-- Start of DOCUMENT --

Wilfrid Voynich is perhaps best remembered for his association with the strange - and still undeciphered - document which now bears his name. However his life, even from the limited information readily available, is far more curious than might be expected.

Early years

He was born Michał Habdank-Wojnicz on 31 October (Halloween) 1865, into a Polish-Lithuanian noble family in what was then the Russian Empire. While his parents' names are known (from his naturalisation form) there are few details readily available on other family members. He went to Cracow University, acquiring several degrees - to the level of doctorate - and an extensive knowledge of European languages, being able to write to publication level in a number of them.

The Russian empire in which he grew up was not in a restful state. Revolutionaries, anarchists, nationalists and others contributed to a degree of unrest in the Russian Empire in the latter part of the nineteenth century There was much repression, and several assassination attempts on the Czars Alexander II and Alexander III - ultimately successful in the former, with one attempt on the latter involving Lenin's elder brother.

Wojnicz became a Polish revolutionary nationalist, using the name Wilfryd. Following an attempt to free some fellow conspirators from a Warsaw prison, he was arrested (as only his mother came to the prison, his father may have died by this point). As a result of his imprisonment he contracted TB and acquired a permanent stoop. On Easter Sunday 1887 he looked out of the prison window and saw a young woman dressed in black walking in the street outside. He was then sent to Siberia from which he escaped in 1890, at the third attempt, using a fake passport. (He kept the passport with him: during the course of a discussion on a train journey in Switzerland a number of years later he showed it on request to his travelling companion who had expressed interest in seeing it. His companion then explained that he was the current chief of the Russian police.)

It took him six months to leave Russian territory, apparently going via Mongolia and, joining a caravan, which went to Peking (now Beijing) in China. Then he made his way by means not indicated in presently available records, to Hamburg (in what was then the German empire). From there, having sold his overcoat and glasses to raise money, he bought a ticket to London with a small amount of food, almost being shipwrecked off the coast of Scandinavia on the journey. The story has it that he had the address, in Russian, of a fellow revolutionary, Sergius Stepniak, and it took some time to find someone who understood the language and was able to take him to his destination in the east end of London. Rather surprisingly he found that the woman he had spotted in Warsaw was an associate of Stepniak: she was a fellow revolutionary, Ethel Lilian Boole, daughter of the mathematician George Boole and Mary Everest, feminist and niece of Sir George Everest. Among her acquaintances were Friedrich Engels and George Bernard Shaw.

Petticoat Lane, London
The east end of London in the 1880s and 1890s was a hotbed of would-be revolutionaries, honest working class folk, grime and squalor and, of course, the Jack the Ripper murders


In 1892 Wojnicz started a relationship with Ethel Lilian, eventually marrying her in 1902 - which may be connected to his (successful) application for British citizenship. The surname was anglicised to Voynich and Michal adopted the given name Wilfrid. The couple continued their revolutionary activities and associations with Stepniak, the Russian anarchist Prince Kropotkin and others of a similar intent. Wilfrid - as Ivan Kel'chevskii - and Stepniak established the Society of Friends for a Free Russia. In August 1895 Stepniak attended Friedrich Engel's funeral - and died a few months later, being killed in a railway level-crossing accident in west London Among those who attended his funeral service were the Italian revolutionary Errico Malatesta, William Morris and Eleanor Marx Aveling daughter of Karl Marx.

-- End of DOCUMENT --

TO BE DONE:
[1] Write out the part of the Wilfrid Voynich biography above, starting at "In 1892 Wojnicz" and ending at "of Karl Marx.".
[2] Extend the Wilfrid Voynich biography above, picking up after its final sentence.

-- Start of RECORDED INFORMATION --

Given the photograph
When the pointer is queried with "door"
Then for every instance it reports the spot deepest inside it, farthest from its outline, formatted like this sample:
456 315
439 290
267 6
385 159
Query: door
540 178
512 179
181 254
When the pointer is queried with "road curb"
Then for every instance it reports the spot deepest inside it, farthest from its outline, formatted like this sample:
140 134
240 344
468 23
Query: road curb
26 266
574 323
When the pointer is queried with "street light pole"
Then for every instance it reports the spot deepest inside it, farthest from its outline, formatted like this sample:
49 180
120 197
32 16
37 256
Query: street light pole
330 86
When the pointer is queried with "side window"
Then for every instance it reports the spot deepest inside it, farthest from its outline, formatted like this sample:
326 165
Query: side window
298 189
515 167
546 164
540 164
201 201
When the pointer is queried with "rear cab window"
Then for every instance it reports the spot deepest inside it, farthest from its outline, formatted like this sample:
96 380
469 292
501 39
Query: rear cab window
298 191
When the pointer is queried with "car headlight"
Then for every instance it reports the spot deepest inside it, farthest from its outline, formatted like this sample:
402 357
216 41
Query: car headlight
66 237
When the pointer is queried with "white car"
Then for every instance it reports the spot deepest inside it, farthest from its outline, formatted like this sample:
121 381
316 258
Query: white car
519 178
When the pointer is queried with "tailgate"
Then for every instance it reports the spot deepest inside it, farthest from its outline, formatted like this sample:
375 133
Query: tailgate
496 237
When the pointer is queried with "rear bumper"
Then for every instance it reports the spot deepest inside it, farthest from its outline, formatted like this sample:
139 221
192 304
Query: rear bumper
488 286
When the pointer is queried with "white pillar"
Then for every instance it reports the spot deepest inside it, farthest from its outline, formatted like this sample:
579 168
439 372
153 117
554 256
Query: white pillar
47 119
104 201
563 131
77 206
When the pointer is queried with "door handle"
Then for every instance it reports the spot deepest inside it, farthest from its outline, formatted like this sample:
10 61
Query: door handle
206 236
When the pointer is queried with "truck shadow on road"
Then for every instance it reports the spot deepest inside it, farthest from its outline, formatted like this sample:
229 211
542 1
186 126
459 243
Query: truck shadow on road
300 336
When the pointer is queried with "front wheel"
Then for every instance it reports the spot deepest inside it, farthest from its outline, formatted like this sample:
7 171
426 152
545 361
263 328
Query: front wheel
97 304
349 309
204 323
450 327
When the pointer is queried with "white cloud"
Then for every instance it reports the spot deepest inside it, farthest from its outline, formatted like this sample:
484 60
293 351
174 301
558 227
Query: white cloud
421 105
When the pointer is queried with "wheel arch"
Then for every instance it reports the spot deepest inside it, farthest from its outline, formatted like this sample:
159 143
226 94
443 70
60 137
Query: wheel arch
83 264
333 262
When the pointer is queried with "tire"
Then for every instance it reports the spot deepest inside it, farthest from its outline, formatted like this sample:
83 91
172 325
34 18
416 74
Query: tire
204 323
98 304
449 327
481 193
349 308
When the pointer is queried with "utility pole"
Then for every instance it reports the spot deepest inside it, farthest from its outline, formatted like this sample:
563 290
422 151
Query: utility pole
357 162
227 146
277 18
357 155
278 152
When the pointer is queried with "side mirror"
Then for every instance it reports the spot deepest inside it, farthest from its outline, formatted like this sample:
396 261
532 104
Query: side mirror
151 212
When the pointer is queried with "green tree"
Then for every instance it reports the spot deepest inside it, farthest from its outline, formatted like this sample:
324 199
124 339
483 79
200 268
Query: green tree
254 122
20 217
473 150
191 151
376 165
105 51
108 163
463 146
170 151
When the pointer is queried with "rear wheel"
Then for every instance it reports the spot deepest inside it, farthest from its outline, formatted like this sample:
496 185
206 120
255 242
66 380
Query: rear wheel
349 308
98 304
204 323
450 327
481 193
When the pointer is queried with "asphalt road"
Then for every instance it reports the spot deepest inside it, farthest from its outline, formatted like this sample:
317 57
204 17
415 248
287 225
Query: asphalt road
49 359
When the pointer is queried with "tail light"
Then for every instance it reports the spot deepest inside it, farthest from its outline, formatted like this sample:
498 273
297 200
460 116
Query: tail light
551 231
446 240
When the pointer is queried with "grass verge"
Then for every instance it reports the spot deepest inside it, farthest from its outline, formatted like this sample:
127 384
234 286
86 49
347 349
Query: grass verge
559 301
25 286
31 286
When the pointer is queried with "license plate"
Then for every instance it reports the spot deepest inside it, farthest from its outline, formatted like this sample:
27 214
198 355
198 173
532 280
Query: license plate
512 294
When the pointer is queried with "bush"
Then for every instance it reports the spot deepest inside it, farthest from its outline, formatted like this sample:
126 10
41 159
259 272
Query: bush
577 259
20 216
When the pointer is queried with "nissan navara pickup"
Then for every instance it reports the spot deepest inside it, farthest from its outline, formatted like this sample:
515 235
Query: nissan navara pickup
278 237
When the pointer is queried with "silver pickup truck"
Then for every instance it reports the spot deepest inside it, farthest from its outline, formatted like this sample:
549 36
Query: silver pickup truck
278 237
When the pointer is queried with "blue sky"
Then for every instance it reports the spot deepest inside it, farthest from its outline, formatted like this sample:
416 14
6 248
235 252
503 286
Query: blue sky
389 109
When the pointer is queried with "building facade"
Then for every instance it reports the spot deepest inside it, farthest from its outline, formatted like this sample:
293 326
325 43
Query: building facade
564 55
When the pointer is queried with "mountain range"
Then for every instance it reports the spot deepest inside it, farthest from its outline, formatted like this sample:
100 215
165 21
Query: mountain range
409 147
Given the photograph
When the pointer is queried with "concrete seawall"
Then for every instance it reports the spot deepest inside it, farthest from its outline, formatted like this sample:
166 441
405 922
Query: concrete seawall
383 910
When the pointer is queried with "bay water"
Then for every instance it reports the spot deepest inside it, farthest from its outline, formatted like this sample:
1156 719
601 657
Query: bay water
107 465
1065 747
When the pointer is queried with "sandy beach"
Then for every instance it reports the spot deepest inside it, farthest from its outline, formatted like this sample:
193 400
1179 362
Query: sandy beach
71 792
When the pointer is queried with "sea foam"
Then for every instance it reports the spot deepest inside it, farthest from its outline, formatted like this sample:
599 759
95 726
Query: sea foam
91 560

-- End of RECORDED INFORMATION --

THE ANSWERS:
[1]
In 1892 Wojnicz started a relationship with Ethel Lilian, eventually marrying her in 1902 - which may be connected to his (successful) application for British citizenship. The surname was anglicised to Voynich and Michal adopted the given name Wilfrid. The couple continued their revolutionary activities and associations with Stepniak, the Russian anarchist Prince Kropotkin and others of a similar intent. Wilfrid - as Ivan Kel'chevskii - and Stepniak established the Society of Friends for a Free Russia. In August 1895 Stepniak attended Friedrich Engel's funeral - and died a few months later, being killed in a railway level-crossing accident in west London Among those who attended his funeral service were the Italian revolutionary Errico Malatesta, William Morris and Eleanor Marx Aveling daughter of Karl Marx.

[2]
Partially as a result of Stepniak's death, and the need for money, the Voynichs changed direction. Ethel Lilian became a successful novelist, and translator, probably best known for The Gadfly. There are claims that she made use of her association with the man best known as Sidney Reilly (with whom she travelled to Rome in 1895) for the plot of The Gadfly, but it appears that he borrowed more from the story than he provided.

Wilfrid became an antiquarian book dealer: apparently selecting this career on the recommendation of the librarian at the British Library, Robert Garnett, with whom he had talked much previously about books. (Garnett was to be one of the persons who signed the documentation connected to Voynich's naturalisation papers - the others included a member of the British Museum and, rather surprisingly, someone from the Indian administration and another from the prison administration). The choice proved successful, and Wilfrid prospered, with bookshops in London (1898) and New York (1914), and many travels in Europe and the US to make acquisitions of incunabula and later works. There are some indications that his profession was also used to smuggle revolutionary materials into and out of the Russian empire. (Inter alia Lenin wrote for one of the publications with which Voynich was associated - while they had acquaintances in common there is no evidence that they ever actually met, even when Lenin was in London.)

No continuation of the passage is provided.